# [TASK REQUIREMENTS]
Across the records below, how many lines contain the string "lower"? Give the number by itself.
--- GIVEN RECORDS Enclosed Below ---
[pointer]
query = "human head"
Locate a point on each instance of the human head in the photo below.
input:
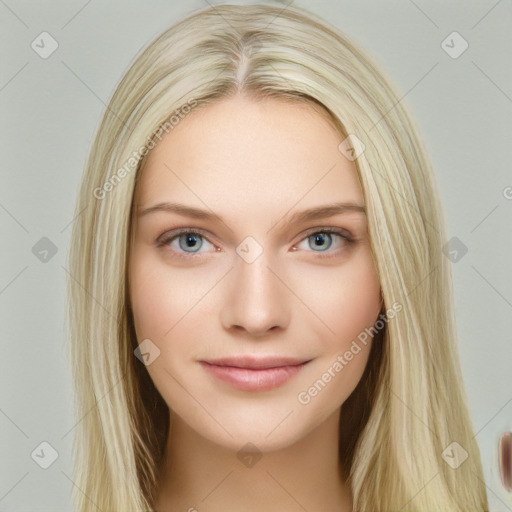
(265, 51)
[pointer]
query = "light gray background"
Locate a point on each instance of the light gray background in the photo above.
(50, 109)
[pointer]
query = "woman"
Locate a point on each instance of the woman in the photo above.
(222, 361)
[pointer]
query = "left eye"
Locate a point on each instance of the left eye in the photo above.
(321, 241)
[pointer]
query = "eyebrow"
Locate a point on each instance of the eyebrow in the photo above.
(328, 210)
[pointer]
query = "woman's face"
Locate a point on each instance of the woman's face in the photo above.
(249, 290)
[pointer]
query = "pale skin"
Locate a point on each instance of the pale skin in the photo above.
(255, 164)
--- End of Enclosed GIVEN RECORDS ---
--- GIVEN RECORDS Enclosed Below ---
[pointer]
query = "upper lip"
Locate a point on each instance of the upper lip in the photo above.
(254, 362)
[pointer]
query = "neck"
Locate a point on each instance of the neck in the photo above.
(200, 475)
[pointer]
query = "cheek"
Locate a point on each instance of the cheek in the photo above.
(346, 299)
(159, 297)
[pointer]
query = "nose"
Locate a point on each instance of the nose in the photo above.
--- End of Enclosed GIVEN RECORDS ---
--- GIVEN RECORDS Enclosed Below ---
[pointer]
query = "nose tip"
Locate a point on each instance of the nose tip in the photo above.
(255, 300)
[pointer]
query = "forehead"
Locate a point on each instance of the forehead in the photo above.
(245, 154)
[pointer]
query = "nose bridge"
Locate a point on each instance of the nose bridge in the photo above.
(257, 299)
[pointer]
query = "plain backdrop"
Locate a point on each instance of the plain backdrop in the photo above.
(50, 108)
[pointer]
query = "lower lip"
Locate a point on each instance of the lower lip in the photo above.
--- End of Enclosed GIVEN RECORDS ---
# [EXPECTED OUTPUT]
2